When you reach the line containing "like point(1019, 47)." in the entries below, begin reproducing lines exactly, and stop once the line containing "like point(2, 371)." is done.

══ The records

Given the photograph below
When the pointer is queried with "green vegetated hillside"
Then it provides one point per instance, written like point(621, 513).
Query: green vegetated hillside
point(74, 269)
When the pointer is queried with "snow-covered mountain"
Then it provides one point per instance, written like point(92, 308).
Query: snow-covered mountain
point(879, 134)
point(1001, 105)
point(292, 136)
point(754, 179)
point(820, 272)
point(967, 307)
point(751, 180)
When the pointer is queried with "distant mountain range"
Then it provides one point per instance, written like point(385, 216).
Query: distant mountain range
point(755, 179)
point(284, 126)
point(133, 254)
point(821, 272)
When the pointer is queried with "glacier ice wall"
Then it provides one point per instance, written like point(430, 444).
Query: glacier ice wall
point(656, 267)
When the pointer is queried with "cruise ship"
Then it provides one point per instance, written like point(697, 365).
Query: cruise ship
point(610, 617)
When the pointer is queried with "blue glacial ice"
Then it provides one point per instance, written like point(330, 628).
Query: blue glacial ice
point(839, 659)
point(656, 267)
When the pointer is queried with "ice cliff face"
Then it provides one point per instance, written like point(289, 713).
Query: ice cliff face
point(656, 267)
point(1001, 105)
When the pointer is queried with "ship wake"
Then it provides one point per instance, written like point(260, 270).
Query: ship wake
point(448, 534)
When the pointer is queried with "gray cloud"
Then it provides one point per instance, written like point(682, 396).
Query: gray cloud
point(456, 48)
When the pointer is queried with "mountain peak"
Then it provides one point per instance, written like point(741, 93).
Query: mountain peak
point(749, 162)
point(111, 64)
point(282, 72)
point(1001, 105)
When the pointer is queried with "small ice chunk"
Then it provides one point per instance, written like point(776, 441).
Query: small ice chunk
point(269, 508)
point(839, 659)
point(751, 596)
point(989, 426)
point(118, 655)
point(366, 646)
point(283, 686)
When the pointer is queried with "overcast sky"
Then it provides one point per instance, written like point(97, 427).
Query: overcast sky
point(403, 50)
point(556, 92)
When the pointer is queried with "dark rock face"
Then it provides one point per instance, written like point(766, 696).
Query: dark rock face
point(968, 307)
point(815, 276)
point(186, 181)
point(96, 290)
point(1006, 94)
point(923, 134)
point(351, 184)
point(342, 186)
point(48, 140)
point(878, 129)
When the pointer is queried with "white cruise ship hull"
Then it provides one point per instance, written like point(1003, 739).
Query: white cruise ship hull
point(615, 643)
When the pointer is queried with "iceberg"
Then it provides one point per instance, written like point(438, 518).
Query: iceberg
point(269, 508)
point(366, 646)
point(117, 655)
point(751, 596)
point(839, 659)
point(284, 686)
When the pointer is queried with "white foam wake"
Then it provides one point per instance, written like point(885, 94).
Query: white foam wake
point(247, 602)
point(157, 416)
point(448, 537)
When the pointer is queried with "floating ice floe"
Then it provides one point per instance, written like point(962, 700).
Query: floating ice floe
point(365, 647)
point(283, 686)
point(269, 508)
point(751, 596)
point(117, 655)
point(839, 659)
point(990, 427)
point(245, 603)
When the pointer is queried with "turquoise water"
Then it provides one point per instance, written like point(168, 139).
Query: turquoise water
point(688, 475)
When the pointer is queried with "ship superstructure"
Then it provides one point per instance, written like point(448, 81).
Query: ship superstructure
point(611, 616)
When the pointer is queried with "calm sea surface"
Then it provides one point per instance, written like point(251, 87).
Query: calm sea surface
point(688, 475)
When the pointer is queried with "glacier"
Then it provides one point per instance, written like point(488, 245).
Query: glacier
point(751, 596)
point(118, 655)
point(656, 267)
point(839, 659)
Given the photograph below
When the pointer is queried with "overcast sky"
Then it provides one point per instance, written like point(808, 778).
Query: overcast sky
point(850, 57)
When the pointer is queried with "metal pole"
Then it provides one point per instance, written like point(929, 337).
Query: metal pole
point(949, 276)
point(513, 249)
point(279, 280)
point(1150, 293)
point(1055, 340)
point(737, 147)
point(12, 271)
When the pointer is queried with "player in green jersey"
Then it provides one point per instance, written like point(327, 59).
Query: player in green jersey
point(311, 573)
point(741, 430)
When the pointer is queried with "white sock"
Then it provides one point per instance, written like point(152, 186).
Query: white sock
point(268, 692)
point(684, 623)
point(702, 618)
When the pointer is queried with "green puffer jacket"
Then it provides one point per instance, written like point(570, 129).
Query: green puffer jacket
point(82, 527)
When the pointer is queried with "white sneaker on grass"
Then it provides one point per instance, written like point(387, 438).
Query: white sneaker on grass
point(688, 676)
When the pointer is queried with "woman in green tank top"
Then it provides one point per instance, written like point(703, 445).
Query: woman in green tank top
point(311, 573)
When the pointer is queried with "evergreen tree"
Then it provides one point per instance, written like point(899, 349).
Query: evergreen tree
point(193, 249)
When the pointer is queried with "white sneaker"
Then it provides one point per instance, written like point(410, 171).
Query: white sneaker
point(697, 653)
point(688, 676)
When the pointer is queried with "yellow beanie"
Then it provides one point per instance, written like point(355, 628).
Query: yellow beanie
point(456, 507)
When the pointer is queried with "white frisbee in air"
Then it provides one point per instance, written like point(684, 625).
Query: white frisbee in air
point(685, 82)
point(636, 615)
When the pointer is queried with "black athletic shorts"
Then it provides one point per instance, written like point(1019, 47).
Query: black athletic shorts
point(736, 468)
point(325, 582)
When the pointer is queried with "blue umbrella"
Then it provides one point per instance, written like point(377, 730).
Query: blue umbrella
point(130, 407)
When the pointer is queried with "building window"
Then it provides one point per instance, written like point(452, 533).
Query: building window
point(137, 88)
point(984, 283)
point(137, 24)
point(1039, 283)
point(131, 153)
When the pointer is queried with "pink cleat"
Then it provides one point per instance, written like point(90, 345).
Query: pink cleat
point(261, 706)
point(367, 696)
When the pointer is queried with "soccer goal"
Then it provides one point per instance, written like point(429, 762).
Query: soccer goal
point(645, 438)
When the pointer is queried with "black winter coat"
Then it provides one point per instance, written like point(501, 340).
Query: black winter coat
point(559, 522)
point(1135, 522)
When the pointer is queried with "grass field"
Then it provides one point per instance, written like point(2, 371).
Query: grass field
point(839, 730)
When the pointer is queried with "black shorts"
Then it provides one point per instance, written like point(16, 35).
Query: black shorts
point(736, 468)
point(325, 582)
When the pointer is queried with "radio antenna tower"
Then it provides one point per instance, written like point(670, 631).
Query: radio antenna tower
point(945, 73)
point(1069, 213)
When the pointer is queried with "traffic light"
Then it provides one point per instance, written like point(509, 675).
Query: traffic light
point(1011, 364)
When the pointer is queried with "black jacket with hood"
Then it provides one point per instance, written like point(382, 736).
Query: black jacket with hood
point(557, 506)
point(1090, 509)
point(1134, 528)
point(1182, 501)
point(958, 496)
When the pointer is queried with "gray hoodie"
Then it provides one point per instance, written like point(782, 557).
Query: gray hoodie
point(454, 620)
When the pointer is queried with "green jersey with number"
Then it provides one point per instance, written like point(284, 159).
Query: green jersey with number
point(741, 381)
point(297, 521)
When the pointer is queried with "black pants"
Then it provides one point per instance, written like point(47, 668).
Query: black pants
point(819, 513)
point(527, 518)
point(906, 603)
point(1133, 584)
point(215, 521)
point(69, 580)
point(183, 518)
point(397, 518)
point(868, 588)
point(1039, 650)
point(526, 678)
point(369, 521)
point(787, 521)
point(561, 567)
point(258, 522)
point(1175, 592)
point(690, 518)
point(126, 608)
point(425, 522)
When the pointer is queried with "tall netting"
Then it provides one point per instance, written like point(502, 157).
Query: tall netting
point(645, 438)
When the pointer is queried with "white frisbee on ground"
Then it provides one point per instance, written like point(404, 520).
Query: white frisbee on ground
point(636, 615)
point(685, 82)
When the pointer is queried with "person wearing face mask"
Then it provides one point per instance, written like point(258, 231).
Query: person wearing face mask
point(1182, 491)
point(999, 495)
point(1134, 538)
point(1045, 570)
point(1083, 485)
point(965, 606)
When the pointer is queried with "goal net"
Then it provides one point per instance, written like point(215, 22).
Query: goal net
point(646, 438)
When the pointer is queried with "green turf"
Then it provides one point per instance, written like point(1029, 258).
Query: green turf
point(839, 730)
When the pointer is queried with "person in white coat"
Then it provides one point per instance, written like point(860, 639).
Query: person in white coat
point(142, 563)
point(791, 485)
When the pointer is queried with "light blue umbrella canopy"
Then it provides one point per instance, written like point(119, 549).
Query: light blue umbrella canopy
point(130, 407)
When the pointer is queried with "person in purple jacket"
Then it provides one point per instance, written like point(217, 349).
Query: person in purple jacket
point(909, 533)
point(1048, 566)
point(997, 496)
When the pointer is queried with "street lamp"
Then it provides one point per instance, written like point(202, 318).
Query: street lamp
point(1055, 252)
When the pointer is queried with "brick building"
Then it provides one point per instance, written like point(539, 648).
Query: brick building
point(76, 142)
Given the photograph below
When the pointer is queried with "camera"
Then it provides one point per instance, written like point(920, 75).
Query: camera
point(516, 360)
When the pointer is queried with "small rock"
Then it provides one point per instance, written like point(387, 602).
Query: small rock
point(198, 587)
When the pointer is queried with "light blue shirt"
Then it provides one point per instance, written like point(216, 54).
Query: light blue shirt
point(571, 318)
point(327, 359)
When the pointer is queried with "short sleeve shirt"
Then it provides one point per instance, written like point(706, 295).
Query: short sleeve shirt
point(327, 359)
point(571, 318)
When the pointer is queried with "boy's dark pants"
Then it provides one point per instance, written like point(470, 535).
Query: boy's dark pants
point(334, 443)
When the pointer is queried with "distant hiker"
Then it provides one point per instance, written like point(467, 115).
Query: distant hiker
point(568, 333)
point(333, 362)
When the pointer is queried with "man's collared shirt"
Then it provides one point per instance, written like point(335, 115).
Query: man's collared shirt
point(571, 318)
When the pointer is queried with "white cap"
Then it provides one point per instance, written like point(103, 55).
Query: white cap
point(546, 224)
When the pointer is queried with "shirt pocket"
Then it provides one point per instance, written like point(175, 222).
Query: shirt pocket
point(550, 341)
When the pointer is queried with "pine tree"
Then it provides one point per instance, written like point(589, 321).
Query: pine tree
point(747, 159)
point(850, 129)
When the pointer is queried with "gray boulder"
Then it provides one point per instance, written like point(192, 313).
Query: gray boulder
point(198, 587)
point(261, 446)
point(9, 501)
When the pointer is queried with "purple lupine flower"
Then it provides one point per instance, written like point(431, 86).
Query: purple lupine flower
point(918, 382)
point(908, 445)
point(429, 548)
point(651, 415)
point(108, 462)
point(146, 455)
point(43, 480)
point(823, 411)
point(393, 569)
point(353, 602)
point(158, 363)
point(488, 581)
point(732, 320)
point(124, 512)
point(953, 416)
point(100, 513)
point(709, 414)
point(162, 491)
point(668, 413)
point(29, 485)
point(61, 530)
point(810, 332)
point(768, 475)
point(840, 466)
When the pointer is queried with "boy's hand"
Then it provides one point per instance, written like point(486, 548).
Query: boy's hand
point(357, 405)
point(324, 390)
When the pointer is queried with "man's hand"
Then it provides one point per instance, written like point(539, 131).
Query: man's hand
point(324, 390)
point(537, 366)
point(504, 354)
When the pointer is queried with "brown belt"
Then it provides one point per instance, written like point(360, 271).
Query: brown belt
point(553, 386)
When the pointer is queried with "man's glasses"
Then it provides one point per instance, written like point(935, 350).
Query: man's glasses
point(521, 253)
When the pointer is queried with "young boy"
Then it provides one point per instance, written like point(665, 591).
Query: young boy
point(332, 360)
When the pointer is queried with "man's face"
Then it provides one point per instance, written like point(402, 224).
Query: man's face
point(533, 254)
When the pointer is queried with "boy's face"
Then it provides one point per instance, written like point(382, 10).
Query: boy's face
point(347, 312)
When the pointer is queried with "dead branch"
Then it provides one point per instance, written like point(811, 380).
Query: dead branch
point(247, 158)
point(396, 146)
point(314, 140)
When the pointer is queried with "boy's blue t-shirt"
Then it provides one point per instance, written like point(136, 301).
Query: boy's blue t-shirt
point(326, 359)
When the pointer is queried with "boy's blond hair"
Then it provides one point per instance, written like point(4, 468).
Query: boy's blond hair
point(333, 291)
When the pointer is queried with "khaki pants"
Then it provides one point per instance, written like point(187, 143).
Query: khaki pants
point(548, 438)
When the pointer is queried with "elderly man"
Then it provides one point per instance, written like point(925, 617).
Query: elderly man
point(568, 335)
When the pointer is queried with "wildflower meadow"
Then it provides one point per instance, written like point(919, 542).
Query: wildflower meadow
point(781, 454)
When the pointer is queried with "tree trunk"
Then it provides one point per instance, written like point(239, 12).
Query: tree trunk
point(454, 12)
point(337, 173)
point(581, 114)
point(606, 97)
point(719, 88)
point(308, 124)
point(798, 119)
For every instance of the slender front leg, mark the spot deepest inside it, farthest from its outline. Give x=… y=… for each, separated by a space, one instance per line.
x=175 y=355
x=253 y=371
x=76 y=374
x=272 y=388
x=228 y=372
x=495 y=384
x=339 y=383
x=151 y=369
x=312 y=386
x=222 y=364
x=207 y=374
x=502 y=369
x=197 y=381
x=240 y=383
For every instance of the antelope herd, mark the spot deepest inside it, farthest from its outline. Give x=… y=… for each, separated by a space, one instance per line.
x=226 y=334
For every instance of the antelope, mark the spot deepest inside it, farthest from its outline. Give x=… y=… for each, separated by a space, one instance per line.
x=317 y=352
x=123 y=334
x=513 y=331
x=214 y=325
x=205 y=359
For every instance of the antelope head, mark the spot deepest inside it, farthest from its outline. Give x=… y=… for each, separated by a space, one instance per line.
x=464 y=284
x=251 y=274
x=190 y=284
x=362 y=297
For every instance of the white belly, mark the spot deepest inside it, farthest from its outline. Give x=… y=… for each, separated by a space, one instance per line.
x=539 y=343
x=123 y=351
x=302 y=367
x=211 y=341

════

**Finished exercise:**
Then it provides one point per instance, written like point(1019, 47).
Query: black athletic shorts
point(736, 468)
point(325, 582)
When the pointer is queried with "blue umbrella"
Then it provides one point per instance, written like point(377, 730).
Query: blue umbrella
point(130, 407)
When the pointer is queried with "building window"
Then it provides one point per instance, written like point(452, 533).
Query: building window
point(137, 88)
point(984, 283)
point(137, 24)
point(1039, 283)
point(131, 153)
When the pointer is queried with "pink cleat"
Then it provides one point per instance, written like point(90, 345).
Query: pink cleat
point(261, 706)
point(367, 696)
When the pointer is queried with "soccer goal"
Then it provides one point per instance, written like point(429, 762).
Query: soccer goal
point(645, 438)
When the pointer is queried with "black winter coat"
Then it provides one point per instance, written like point(501, 340).
Query: black winter coat
point(559, 522)
point(1135, 522)
When the pointer is queried with "grass field"
Then it provides one point per instance, written like point(2, 371).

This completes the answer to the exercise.